[Problem]:
Copy out the data below with every "Recorded points" switched to "Marked points" and nothing else changed. Omit the pictures from your copy.

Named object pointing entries
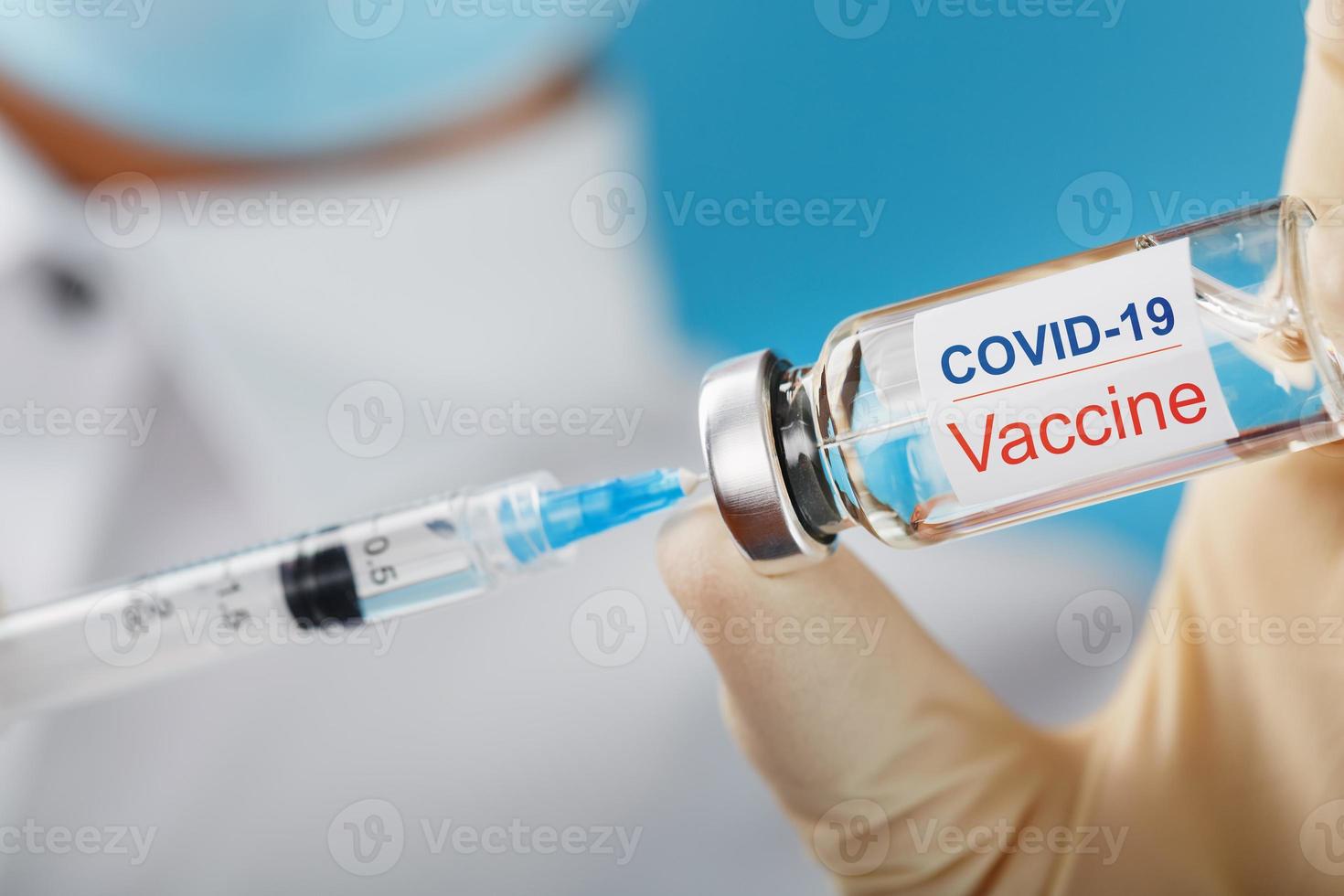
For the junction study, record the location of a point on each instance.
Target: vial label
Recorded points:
(1072, 377)
(403, 549)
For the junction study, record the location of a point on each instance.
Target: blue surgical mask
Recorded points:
(285, 77)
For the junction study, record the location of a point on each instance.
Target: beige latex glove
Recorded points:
(1217, 766)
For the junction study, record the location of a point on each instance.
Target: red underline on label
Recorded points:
(1156, 351)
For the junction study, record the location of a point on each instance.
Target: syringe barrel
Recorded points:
(292, 592)
(1054, 387)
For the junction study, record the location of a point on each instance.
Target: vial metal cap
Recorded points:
(741, 452)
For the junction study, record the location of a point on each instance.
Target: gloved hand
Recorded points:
(1217, 767)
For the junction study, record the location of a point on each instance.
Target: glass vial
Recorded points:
(1049, 389)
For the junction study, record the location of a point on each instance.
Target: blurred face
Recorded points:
(266, 80)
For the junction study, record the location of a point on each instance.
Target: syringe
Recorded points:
(366, 571)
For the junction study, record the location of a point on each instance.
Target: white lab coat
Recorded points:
(484, 715)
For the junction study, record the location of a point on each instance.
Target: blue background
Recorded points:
(971, 126)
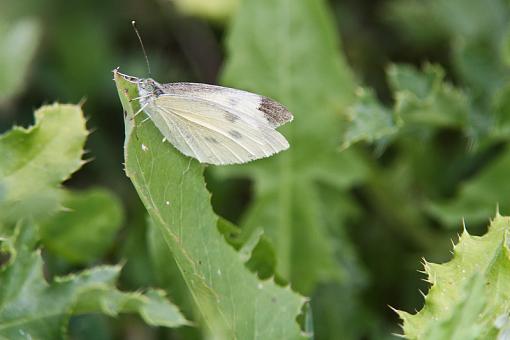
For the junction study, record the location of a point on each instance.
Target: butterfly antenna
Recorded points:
(133, 23)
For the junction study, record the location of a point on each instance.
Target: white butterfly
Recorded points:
(214, 124)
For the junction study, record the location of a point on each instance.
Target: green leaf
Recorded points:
(468, 293)
(474, 29)
(462, 322)
(424, 98)
(369, 121)
(36, 160)
(478, 197)
(216, 10)
(18, 44)
(231, 301)
(32, 308)
(86, 228)
(295, 61)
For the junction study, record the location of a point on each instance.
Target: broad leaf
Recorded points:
(31, 307)
(369, 121)
(85, 229)
(423, 100)
(232, 302)
(217, 10)
(288, 50)
(470, 292)
(478, 198)
(36, 160)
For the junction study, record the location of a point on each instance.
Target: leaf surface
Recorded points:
(85, 229)
(232, 302)
(32, 308)
(36, 160)
(468, 293)
(288, 50)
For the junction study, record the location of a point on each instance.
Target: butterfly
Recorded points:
(214, 124)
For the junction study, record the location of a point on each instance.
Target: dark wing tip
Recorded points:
(274, 112)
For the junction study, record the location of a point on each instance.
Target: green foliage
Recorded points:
(36, 160)
(315, 84)
(85, 229)
(31, 307)
(18, 43)
(468, 293)
(400, 132)
(216, 10)
(169, 184)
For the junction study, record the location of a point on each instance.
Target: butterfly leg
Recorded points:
(137, 112)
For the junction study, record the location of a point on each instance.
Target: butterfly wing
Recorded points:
(212, 132)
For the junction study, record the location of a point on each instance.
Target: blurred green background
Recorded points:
(421, 180)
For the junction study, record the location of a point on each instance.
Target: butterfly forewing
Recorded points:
(250, 104)
(214, 124)
(210, 132)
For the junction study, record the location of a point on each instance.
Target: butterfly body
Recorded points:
(214, 124)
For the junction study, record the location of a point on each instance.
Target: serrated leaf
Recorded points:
(217, 10)
(31, 307)
(425, 98)
(469, 292)
(18, 43)
(36, 160)
(296, 62)
(473, 28)
(85, 229)
(232, 302)
(462, 323)
(369, 120)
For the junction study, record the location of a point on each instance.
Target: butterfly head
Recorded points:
(149, 87)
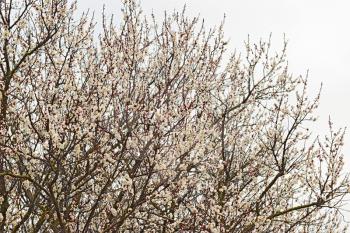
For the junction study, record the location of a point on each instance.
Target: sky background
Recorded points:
(317, 30)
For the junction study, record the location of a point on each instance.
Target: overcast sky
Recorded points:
(317, 30)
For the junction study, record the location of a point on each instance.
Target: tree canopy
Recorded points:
(149, 128)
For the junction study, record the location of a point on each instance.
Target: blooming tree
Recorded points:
(148, 129)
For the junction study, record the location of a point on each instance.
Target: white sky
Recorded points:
(317, 30)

[Finished task]:
For the junction study, record the location of a point on each instance.
Target: vial label
Marked points:
(1072, 377)
(403, 549)
For the junction study, record the location of a point on each instance.
Target: blue surgical mask
Marked points:
(285, 77)
For the junction study, record the location of a point on each instance.
Target: beige latex glove
Marked points:
(1217, 766)
For the junction study, record the location of a point on each instance.
Target: red underline on label
Marked points:
(1156, 351)
For the junction study, record the location of a point on each instance.
Target: syringe barrel
Marked points:
(292, 592)
(1054, 387)
For the junction study, record the location of a point on each instance.
Target: vial metal cap
Marked points:
(741, 452)
For the junction study, record the location of a point on each instance.
Target: gloved hand
Marked points:
(1217, 767)
For the junction study, record the location of a point on each instance.
Target: glass vial
Marked points:
(1049, 389)
For the junction study, record the location of a point on each instance.
Target: blurred face
Marked points:
(266, 80)
For the junction study, record the location of a point on each instance.
Target: syringe
Marked points:
(366, 571)
For the junction study, record the location of a point on each instance.
Target: white lab coat
Marked points:
(484, 715)
For the junction study, record the location of a point on each instance.
Target: blue background
Marked points:
(971, 126)
For the junction study, record the location of a point on each instance.
Target: butterfly antenna
Marked points:
(133, 23)
For the junction study, record the location of a point on each instance.
Target: white butterfly
Marked points:
(214, 124)
For the junction study, record the location of a point on each instance.
Target: green leaf
Marked points:
(468, 293)
(474, 29)
(462, 322)
(424, 98)
(369, 121)
(36, 160)
(478, 197)
(216, 10)
(18, 44)
(231, 301)
(32, 308)
(86, 228)
(295, 61)
For the junction study, record the location of a point on each instance.
Target: broad leaf
Marked points:
(31, 307)
(369, 121)
(85, 229)
(423, 100)
(232, 302)
(217, 10)
(288, 50)
(470, 292)
(478, 198)
(36, 160)
For the junction study, record the location of a point on each instance.
Target: leaf surface
Marked points:
(85, 229)
(232, 302)
(32, 308)
(36, 160)
(468, 293)
(288, 50)
For the junction study, record the location of a point on each instance.
Target: butterfly
Marked points:
(214, 124)
For the junction study, record the location of a point on each instance.
Target: dark wing tip
Marked points:
(274, 112)
For the junction study, record the location of a point on each instance.
Target: green foliage
Marked points:
(36, 160)
(315, 84)
(85, 229)
(31, 307)
(18, 43)
(468, 293)
(400, 132)
(216, 10)
(169, 184)
For the junction study, record the location of a point on each instance.
Target: butterfly leg
Marked points:
(137, 112)
For the junction study, record the location of a point on each instance.
Target: butterfly wing
Marked points:
(212, 132)
For the junction study, record the location of a point on each instance.
Target: blurred green background
Marked points:
(421, 180)
For the junction study, record the location of a point on each instance.
Target: butterfly forewing
Marked points:
(250, 104)
(214, 124)
(210, 132)
For the junction study, record the location of a point on each instance.
Target: butterfly body
Marked points:
(214, 124)
For the junction study, record the location of a point on each instance.
Target: serrated leaf
Marked points:
(217, 10)
(31, 307)
(425, 98)
(469, 292)
(18, 43)
(36, 160)
(296, 62)
(473, 28)
(85, 229)
(232, 302)
(462, 323)
(369, 120)
For the junction study, record the location of a point on each instance.
Target: butterfly head
Marked points:
(149, 87)
For the junction study, record the location of a point on each instance.
Target: sky background
Marked points:
(317, 30)
For the junction study, record the location of a point on each instance.
Target: overcast sky
Marked points:
(317, 30)
For the junction study, record the location of a point on each instance.
Target: tree canopy
Marked points:
(149, 128)
For the junction study, record the location of a point on each instance.
Target: blooming tree
Marked points:
(148, 129)
For the junction study, record the location of a point on each instance.
Target: white sky
Marked points:
(317, 30)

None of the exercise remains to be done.